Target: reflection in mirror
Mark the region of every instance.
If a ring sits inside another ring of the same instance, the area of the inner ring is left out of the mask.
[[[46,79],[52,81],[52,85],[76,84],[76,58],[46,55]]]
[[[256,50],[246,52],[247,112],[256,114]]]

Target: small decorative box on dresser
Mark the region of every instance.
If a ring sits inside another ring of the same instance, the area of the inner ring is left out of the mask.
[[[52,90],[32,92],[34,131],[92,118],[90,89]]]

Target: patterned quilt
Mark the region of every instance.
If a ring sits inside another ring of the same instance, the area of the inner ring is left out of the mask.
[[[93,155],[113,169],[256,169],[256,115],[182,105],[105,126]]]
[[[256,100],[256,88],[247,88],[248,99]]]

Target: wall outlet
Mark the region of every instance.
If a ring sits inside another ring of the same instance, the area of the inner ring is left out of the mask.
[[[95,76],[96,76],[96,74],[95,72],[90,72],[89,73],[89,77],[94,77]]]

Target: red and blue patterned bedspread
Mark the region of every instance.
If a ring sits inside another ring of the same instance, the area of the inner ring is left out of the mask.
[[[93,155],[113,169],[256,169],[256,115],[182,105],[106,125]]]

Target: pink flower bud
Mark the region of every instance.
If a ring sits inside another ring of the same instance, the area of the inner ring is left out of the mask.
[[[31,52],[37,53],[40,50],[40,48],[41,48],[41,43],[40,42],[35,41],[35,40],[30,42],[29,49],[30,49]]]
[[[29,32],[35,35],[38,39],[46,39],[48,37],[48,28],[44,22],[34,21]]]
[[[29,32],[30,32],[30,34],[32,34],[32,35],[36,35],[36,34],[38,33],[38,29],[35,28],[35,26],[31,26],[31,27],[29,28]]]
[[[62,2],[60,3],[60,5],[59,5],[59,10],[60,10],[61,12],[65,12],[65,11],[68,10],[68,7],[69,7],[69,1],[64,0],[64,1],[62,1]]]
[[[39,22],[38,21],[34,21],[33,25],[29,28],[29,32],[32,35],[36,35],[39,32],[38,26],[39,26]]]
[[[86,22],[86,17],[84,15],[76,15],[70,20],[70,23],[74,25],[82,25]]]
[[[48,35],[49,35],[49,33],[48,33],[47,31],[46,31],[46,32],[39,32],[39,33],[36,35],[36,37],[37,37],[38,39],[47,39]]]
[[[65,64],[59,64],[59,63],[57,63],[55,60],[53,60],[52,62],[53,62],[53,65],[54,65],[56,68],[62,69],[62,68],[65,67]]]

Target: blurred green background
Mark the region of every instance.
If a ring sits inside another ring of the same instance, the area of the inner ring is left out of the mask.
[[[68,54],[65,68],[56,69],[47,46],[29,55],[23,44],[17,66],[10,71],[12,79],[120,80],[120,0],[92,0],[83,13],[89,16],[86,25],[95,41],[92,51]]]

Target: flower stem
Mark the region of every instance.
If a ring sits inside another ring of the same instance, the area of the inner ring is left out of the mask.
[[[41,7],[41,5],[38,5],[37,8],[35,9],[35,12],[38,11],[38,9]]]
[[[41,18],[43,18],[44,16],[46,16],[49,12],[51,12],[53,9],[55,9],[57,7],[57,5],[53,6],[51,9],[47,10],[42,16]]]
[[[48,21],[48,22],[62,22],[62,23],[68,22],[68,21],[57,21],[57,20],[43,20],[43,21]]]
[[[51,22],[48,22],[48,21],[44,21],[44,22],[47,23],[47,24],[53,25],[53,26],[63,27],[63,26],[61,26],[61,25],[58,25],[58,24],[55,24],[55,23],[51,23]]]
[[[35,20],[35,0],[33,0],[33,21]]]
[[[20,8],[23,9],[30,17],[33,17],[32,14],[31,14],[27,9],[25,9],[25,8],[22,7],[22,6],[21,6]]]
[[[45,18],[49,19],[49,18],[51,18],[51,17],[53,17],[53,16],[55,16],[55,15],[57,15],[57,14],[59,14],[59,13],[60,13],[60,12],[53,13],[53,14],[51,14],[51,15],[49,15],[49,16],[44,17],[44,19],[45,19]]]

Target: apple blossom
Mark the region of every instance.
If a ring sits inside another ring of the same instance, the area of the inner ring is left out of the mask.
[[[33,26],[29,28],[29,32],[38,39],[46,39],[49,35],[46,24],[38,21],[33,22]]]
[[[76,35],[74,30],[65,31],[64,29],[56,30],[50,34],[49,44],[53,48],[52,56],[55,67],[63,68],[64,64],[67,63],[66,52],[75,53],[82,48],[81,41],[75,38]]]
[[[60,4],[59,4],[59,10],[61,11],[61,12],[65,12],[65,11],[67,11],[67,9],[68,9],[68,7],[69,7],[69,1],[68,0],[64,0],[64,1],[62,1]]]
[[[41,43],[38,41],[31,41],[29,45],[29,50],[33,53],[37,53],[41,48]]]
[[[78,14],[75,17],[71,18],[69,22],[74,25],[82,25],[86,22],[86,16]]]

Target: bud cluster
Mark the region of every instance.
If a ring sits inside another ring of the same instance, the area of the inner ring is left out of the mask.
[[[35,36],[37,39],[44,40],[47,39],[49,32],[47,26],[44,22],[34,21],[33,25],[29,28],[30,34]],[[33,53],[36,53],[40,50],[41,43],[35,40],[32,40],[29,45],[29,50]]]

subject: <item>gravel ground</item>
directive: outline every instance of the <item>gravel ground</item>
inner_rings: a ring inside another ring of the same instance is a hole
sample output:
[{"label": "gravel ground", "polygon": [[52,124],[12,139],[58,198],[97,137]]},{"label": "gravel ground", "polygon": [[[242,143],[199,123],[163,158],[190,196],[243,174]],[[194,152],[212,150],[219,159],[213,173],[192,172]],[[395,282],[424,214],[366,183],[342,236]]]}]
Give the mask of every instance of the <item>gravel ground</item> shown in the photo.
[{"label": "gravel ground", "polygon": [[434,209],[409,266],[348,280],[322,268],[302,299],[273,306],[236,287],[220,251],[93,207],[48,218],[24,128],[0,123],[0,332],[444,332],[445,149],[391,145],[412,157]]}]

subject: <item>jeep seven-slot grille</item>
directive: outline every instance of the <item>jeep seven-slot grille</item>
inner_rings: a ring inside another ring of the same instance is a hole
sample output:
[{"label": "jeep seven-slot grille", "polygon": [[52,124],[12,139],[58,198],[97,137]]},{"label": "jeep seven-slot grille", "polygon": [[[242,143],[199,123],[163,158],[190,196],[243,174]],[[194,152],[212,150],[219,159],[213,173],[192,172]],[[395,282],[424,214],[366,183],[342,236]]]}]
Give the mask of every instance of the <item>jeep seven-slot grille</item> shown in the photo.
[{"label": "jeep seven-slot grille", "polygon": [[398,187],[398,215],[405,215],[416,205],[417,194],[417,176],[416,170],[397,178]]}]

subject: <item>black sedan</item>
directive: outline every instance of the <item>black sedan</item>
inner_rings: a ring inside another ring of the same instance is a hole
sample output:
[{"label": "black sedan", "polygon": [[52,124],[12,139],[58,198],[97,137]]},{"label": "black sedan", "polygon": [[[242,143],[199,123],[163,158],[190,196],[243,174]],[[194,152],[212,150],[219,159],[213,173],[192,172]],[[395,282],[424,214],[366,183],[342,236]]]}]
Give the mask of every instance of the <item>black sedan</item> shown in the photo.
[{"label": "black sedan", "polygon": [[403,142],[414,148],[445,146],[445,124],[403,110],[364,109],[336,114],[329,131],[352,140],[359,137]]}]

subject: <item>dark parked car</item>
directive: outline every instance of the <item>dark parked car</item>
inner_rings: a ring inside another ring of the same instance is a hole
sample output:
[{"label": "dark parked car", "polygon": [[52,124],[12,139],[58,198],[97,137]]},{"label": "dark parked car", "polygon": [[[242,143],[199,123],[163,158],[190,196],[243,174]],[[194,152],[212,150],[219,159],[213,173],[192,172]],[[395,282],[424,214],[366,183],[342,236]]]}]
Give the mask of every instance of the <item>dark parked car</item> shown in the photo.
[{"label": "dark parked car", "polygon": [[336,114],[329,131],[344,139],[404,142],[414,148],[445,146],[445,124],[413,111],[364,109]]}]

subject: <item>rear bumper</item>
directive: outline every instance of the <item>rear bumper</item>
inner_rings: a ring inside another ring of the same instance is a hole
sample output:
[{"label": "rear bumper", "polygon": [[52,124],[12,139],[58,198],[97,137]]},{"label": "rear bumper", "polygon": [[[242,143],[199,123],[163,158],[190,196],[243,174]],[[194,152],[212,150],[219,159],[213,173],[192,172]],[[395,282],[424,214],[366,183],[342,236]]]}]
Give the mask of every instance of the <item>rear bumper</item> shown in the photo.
==============================
(Task requirements):
Rewrite the listing, beginning at the line that has "Target: red and blue patterned bedspread" and stopping after the line that has "[[[93,155],[113,169],[256,169],[256,115],[182,105],[106,125]]]", and replace "bedspread" with "comforter" while leaving everything else unchanged.

(The reply):
Target: red and blue patterned comforter
Mark the region of every instance.
If a ring sits inside another ring of the same instance, the area of the inner ring is left out of the mask.
[[[93,155],[113,169],[256,169],[256,115],[182,105],[106,125]]]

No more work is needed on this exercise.